[EXERCISE DETAILS] Tally the lines in the data that follows that include the word "sign", and report nothing but the total.

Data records
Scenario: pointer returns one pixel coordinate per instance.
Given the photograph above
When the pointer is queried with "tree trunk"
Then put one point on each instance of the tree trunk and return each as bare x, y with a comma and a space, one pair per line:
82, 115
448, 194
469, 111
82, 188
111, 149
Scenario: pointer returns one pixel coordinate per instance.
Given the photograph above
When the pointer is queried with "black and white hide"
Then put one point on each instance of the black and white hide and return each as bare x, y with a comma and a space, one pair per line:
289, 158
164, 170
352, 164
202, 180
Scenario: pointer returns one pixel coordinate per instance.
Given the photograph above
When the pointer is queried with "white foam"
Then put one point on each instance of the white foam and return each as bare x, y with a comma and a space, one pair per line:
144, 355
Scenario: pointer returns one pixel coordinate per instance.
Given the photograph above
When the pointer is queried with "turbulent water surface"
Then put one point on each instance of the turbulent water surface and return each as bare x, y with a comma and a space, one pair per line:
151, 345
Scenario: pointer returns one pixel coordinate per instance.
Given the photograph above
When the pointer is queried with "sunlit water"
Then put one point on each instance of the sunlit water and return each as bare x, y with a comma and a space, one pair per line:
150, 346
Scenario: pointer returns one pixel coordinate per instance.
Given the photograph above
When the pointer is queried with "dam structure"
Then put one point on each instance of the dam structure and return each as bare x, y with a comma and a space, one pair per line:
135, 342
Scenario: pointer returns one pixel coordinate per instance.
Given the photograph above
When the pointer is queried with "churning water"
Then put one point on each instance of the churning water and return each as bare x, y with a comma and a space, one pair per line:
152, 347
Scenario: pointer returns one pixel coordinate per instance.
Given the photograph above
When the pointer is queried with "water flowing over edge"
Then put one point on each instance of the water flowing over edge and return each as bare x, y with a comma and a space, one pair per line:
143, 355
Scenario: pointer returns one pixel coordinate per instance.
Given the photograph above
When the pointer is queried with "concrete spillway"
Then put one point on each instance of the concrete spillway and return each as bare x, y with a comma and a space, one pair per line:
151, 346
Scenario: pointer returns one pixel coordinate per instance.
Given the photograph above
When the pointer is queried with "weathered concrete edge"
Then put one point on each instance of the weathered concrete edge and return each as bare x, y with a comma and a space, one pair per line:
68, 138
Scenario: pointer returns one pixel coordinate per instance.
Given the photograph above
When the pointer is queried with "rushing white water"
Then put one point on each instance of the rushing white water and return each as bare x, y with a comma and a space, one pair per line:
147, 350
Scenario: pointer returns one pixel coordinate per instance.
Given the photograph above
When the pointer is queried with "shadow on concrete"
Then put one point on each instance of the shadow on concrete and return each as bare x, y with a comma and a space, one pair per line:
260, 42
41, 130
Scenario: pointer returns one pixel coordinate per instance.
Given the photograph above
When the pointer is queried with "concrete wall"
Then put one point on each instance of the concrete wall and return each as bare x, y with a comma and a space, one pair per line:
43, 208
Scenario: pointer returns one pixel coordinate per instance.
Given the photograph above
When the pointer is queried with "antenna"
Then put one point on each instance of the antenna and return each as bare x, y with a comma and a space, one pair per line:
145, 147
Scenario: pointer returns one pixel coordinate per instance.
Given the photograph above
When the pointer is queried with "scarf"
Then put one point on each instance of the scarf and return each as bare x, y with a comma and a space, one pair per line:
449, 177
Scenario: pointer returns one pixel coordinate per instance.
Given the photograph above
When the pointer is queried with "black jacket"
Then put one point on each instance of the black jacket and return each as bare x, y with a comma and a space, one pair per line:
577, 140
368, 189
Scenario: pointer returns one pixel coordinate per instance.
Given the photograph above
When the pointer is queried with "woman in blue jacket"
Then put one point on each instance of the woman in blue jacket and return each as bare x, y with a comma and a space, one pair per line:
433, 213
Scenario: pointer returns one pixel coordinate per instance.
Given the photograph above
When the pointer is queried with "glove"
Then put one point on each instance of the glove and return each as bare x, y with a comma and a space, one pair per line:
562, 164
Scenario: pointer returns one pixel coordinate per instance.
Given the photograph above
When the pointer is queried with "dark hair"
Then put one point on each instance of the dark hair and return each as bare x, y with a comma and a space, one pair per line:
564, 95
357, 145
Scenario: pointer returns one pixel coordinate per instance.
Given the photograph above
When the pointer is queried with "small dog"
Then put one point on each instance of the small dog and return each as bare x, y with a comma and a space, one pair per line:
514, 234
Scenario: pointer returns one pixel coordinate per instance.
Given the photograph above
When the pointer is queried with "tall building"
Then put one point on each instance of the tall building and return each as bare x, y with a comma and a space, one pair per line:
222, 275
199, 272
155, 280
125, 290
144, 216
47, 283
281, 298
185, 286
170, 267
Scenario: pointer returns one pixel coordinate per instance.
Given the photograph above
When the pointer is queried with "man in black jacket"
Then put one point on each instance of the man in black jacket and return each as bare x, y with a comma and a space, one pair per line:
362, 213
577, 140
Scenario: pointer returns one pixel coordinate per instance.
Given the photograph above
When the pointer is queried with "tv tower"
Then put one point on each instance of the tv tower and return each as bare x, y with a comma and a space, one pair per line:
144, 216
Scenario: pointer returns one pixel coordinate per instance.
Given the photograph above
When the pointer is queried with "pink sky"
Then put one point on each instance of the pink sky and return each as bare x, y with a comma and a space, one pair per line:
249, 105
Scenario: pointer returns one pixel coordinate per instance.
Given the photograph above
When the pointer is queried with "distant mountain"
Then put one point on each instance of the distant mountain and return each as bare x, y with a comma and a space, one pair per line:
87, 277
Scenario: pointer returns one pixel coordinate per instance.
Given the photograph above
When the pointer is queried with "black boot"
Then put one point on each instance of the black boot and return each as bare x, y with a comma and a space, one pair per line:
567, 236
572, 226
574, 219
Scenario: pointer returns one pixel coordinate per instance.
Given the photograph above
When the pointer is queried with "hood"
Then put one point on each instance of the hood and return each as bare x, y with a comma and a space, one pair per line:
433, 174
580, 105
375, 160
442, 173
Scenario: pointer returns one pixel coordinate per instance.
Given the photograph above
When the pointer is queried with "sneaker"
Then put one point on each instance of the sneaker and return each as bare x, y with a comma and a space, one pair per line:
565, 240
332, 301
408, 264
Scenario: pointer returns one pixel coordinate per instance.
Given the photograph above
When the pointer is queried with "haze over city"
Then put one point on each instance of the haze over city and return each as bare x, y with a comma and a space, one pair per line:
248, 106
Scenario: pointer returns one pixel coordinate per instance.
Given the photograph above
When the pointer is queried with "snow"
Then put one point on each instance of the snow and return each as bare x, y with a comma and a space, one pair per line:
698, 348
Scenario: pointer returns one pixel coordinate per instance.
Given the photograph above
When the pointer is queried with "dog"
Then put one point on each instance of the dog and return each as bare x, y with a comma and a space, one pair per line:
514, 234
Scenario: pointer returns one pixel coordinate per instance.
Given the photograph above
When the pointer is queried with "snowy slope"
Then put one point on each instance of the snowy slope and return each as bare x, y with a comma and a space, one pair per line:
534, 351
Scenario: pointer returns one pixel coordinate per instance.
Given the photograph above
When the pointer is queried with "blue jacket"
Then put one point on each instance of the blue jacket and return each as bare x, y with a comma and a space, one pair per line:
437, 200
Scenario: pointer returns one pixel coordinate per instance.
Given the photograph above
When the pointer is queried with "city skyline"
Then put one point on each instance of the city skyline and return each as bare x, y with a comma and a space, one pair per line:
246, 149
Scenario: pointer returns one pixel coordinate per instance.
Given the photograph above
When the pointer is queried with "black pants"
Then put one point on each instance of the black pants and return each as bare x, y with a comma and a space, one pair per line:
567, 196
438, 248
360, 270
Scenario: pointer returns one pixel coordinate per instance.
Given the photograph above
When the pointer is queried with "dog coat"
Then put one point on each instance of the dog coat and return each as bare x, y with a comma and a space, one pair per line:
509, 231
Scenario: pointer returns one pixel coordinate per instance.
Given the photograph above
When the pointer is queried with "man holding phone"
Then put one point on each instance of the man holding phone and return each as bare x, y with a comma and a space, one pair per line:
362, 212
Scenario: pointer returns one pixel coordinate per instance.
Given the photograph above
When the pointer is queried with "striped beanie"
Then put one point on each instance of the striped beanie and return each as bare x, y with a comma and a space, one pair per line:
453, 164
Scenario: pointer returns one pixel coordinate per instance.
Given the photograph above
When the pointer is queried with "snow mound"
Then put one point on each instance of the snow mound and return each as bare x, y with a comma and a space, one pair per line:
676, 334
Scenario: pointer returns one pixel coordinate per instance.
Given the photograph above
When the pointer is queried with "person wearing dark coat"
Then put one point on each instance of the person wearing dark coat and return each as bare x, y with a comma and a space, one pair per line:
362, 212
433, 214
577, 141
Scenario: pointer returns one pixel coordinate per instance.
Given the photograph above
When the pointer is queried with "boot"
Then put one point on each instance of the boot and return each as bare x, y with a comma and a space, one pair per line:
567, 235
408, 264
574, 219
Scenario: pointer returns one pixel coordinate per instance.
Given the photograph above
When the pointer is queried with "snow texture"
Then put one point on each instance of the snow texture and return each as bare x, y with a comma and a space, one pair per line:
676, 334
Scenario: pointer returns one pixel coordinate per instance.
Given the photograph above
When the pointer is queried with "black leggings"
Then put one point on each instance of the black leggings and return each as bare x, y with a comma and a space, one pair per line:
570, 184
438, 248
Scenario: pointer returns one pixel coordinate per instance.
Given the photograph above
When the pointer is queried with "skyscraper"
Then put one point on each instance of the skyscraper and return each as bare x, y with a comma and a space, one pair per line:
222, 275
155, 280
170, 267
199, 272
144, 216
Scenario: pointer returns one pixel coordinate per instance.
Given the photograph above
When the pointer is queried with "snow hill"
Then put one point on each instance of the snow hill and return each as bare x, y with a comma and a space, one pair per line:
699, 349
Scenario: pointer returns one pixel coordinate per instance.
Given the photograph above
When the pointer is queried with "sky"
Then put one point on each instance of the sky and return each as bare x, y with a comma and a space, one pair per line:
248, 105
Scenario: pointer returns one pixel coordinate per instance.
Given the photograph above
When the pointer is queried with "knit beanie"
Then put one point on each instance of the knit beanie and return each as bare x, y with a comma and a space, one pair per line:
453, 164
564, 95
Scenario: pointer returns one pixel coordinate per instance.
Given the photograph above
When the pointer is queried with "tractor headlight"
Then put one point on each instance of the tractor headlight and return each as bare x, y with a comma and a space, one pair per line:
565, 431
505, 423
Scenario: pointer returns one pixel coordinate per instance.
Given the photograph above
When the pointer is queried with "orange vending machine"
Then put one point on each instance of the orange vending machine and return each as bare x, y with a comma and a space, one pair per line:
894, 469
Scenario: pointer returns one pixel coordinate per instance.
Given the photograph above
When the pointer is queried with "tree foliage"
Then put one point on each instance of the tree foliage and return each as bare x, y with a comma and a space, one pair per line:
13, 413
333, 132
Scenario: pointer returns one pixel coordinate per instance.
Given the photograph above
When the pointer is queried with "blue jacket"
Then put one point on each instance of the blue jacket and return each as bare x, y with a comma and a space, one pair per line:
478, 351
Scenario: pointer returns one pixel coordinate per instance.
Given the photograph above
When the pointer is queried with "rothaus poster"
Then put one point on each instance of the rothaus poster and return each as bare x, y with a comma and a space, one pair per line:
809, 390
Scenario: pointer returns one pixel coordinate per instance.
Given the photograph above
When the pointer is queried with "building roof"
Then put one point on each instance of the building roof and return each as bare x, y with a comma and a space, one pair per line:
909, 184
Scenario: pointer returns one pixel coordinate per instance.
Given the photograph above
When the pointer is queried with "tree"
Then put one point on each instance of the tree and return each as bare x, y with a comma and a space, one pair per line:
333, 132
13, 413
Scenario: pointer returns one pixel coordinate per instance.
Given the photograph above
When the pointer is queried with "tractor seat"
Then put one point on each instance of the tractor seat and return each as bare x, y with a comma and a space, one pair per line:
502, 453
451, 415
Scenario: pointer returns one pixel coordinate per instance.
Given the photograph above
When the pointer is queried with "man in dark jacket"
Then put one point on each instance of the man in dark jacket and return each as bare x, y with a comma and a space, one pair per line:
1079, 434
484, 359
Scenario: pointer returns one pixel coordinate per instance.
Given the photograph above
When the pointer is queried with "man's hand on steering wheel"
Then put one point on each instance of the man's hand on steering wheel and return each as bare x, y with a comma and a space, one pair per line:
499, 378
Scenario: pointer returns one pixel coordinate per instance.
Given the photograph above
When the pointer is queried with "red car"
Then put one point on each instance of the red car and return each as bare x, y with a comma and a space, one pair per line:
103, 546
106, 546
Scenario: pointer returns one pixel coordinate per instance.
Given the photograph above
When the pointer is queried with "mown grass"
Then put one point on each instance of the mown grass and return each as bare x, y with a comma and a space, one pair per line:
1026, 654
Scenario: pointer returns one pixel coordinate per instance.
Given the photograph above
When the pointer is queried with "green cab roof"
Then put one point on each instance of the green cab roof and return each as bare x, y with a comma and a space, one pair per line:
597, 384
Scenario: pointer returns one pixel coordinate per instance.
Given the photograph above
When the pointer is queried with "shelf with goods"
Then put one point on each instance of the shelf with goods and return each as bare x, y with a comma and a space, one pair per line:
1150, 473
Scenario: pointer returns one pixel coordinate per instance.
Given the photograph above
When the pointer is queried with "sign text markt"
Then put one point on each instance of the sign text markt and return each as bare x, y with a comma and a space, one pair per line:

[RESULT OF THE EXERCISE] 2